[Data listing]
______

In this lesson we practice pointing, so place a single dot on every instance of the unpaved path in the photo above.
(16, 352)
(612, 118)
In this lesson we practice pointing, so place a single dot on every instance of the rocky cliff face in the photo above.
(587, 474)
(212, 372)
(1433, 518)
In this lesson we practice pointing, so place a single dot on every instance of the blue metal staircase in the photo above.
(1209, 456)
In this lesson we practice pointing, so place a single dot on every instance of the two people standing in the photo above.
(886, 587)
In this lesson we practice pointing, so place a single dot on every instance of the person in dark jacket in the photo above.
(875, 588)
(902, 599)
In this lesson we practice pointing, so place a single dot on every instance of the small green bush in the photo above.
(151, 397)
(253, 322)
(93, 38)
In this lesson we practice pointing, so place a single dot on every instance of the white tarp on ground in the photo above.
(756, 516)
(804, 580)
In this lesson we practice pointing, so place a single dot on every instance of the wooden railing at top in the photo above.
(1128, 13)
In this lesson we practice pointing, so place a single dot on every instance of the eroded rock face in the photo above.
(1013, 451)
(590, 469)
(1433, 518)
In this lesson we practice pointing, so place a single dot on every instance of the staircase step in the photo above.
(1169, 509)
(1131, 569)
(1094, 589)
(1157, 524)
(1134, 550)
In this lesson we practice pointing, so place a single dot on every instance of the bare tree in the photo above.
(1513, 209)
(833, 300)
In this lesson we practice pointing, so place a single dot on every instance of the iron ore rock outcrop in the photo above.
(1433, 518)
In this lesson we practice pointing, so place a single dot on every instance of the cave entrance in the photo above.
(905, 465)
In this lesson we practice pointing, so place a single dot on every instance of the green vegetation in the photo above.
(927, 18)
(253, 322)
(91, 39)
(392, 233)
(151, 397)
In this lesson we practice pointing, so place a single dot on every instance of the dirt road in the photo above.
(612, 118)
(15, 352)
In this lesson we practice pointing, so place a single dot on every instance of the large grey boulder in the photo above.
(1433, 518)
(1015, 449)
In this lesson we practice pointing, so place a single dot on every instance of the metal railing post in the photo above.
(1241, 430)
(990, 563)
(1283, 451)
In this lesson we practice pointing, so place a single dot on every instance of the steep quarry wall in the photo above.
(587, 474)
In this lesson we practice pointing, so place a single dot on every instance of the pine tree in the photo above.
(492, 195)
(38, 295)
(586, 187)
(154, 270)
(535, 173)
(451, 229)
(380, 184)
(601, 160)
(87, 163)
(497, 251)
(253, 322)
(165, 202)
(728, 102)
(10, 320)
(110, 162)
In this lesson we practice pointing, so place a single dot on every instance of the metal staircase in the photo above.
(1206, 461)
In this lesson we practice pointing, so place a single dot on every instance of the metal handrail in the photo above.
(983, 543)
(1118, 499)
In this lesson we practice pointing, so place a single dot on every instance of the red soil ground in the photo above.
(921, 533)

______

*Instructions for the task*: Please quote nothing but the lines from the line with "bare tree in the photo above." through the end of the data above, exactly as written, ends included.

*Task answer*:
In this lesson we practice pointing, so place a single dot on every instance of the bare tree in the photo above.
(1513, 209)
(833, 300)
In this lesson we practice pointing, so place a single dot on every instance of the iron ore rock outcrop in the photo above.
(1433, 518)
In this lesson we practice pointing, so place a single dot on every instance of the cave entrance in the photo above.
(905, 465)
In this lesson we practice pointing, so place a single dot on every instance of the green vegetation in the photo above.
(927, 18)
(253, 322)
(91, 39)
(392, 233)
(151, 397)
In this lesson we practice pointing, so place a single dot on every instance of the dirt road in the photo above.
(612, 118)
(15, 352)
In this lesson we practice pointing, so place a single dot on every instance of the large grey boulder in the photo above.
(1433, 518)
(1015, 449)
In this lesson we practice pointing, so place a single dot on every instance of the metal railing post in the photo above.
(1241, 430)
(990, 563)
(1283, 451)
In this lesson we practice pointing, so place a single dot on every instance of the steep quarry wall in the photo above.
(587, 474)
In this lesson we practice pointing, so place a single dot on every instance of the pine tree in the photo above.
(492, 195)
(38, 295)
(586, 187)
(154, 270)
(535, 173)
(451, 229)
(380, 184)
(601, 160)
(87, 163)
(497, 251)
(253, 322)
(165, 202)
(728, 102)
(10, 320)
(110, 162)
In this lesson we practice pointing, so place a single dot on every instance of the metal staircase in the photo above.
(1206, 461)
In this lesson we practice pointing, so place a single dot on every instance of the metal handrail in the photo above.
(983, 543)
(1118, 499)
In this lesson we practice pointing, so place a single dot on every instance of the red soil ground in the photo above.
(921, 533)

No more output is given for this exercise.